[Saved entries]
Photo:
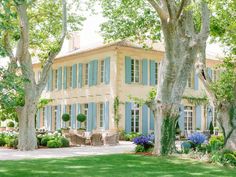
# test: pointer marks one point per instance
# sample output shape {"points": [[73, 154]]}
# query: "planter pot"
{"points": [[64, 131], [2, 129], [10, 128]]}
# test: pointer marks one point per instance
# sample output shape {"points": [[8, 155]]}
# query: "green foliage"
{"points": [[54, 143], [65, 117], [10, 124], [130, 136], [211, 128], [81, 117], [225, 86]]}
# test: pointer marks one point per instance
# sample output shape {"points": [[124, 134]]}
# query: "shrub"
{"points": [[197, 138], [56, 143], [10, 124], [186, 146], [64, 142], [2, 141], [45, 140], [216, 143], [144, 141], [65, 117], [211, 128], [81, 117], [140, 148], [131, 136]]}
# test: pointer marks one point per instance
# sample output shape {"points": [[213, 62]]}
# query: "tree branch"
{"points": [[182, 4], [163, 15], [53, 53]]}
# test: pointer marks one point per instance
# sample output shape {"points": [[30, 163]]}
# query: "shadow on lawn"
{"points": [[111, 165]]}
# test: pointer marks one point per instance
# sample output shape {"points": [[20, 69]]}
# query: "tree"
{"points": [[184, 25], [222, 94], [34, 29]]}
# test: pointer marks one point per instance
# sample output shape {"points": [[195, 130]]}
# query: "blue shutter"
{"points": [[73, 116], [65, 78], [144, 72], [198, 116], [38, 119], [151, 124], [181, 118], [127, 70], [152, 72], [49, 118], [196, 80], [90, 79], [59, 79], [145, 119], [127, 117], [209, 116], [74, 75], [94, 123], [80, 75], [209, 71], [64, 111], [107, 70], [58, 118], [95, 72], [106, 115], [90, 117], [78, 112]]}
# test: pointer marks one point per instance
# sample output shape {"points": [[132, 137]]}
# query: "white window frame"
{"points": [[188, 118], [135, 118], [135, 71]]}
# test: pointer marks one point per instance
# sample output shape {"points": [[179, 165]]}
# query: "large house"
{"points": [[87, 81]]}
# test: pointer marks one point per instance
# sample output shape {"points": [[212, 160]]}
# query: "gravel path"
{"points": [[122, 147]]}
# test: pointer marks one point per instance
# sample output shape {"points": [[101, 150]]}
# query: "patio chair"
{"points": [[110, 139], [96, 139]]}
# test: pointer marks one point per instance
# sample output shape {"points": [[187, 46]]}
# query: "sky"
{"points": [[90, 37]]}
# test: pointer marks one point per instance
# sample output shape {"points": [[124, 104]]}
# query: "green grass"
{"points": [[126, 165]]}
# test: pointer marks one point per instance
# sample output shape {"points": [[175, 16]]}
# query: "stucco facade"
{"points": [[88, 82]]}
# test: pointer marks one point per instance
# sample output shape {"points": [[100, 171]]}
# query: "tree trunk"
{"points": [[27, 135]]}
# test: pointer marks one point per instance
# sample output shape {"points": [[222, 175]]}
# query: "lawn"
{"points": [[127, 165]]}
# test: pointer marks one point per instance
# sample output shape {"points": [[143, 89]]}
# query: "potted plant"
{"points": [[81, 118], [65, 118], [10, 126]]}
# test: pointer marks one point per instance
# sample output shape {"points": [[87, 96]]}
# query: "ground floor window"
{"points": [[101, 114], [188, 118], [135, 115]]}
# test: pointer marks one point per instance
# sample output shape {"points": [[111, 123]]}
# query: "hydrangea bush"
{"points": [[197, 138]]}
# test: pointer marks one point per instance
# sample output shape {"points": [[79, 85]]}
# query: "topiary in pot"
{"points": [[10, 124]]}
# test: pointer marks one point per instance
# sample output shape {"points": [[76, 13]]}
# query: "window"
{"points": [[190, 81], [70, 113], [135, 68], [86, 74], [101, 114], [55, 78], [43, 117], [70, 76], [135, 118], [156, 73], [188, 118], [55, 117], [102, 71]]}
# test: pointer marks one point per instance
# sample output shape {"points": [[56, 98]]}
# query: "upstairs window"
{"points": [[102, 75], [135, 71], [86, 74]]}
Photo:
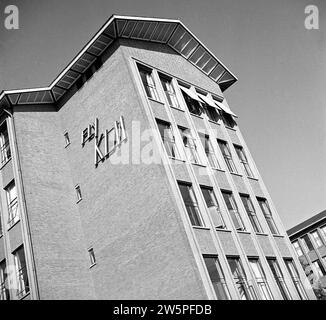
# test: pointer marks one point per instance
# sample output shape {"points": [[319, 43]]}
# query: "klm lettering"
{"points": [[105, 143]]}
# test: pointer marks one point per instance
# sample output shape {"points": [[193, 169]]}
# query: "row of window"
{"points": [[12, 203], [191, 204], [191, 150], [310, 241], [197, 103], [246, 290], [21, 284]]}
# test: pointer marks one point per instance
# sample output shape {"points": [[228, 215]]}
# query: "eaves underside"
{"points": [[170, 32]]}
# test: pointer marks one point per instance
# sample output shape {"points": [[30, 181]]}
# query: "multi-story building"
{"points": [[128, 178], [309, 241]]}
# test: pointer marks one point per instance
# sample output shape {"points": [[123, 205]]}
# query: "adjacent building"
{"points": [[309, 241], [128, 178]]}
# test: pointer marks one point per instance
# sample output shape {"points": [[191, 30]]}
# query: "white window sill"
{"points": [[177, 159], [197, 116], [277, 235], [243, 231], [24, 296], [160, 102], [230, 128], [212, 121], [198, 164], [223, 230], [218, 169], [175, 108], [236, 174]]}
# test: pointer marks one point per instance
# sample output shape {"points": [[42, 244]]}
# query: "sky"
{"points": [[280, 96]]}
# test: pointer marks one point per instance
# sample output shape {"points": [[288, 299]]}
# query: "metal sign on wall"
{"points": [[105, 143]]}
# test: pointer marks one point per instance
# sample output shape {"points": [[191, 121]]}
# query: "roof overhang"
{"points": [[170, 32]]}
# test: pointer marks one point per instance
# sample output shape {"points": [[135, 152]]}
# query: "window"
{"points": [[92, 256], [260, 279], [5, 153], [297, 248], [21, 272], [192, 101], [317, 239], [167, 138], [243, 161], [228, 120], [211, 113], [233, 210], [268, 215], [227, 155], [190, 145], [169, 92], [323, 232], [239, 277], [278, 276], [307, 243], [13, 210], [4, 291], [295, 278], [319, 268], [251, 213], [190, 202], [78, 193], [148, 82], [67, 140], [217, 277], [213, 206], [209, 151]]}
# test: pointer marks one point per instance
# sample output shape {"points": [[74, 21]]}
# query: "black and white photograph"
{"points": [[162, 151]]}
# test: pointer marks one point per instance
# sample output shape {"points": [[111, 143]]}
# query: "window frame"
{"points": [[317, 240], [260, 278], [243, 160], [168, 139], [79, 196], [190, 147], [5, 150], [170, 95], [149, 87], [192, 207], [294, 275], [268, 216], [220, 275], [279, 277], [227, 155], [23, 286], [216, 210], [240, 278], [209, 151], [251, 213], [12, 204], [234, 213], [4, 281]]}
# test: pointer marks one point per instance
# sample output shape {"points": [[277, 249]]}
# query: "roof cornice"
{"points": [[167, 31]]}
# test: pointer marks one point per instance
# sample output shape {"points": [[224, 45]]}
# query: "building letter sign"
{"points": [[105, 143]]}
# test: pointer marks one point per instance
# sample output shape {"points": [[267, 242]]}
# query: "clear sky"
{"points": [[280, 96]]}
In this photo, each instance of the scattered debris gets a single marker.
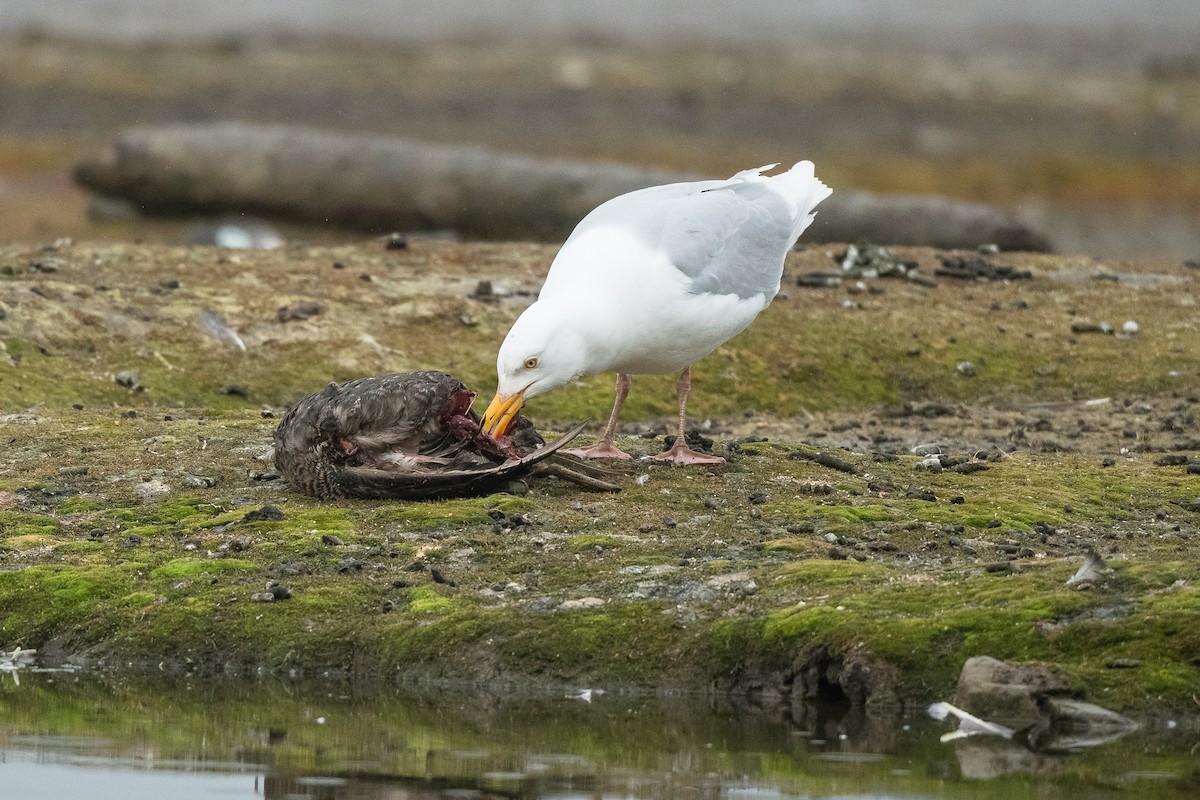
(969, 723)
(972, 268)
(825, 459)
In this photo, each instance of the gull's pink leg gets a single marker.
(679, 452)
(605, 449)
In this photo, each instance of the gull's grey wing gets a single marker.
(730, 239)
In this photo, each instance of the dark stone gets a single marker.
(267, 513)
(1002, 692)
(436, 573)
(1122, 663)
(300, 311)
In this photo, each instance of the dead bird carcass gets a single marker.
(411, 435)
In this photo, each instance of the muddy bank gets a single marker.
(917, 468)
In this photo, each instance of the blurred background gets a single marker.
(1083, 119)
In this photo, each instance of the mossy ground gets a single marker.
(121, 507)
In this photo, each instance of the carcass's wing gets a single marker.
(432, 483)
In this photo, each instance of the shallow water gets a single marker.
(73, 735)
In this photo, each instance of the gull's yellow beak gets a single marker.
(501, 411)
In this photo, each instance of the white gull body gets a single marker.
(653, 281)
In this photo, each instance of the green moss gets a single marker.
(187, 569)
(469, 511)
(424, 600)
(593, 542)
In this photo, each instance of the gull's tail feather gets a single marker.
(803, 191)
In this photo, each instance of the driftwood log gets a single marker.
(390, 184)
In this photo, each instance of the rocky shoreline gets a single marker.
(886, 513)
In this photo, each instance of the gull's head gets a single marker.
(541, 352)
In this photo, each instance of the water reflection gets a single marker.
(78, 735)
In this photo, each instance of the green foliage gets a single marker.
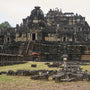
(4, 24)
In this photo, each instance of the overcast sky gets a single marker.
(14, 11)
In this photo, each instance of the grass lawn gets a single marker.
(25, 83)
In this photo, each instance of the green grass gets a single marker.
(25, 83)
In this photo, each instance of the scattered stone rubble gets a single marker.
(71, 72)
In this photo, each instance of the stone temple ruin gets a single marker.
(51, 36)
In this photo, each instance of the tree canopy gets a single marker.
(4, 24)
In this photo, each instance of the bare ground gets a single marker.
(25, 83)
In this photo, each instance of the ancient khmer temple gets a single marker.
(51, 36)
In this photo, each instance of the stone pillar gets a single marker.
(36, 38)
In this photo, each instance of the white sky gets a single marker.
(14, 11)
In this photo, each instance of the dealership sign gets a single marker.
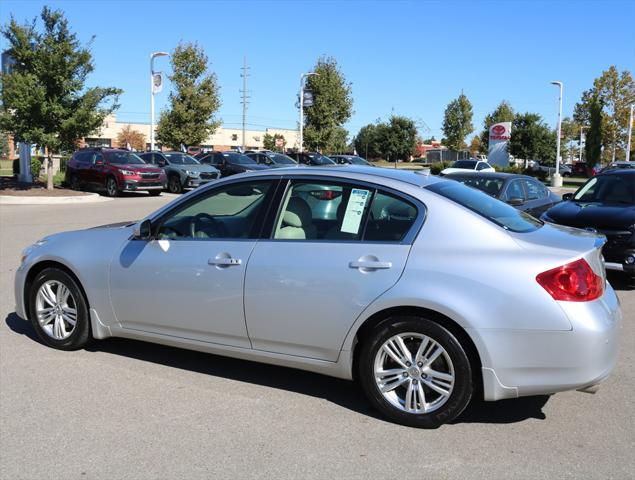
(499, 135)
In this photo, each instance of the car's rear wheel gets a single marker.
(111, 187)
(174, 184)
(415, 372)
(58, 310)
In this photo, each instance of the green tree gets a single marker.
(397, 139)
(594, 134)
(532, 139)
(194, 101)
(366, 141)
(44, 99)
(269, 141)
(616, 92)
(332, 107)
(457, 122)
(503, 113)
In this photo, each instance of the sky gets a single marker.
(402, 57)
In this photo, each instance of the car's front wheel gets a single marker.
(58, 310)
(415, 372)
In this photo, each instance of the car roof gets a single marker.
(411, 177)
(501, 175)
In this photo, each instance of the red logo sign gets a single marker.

The problem:
Nothing should appear in the answer except the lines from the one containing "In this photo, each instance of the car roof" to the end of the data above, reproduced exactly.

Solution to this task:
In this photo, each instance of the car roof gets a single marker.
(411, 177)
(501, 175)
In this photo, each instance of the red logo sign gets a single marker.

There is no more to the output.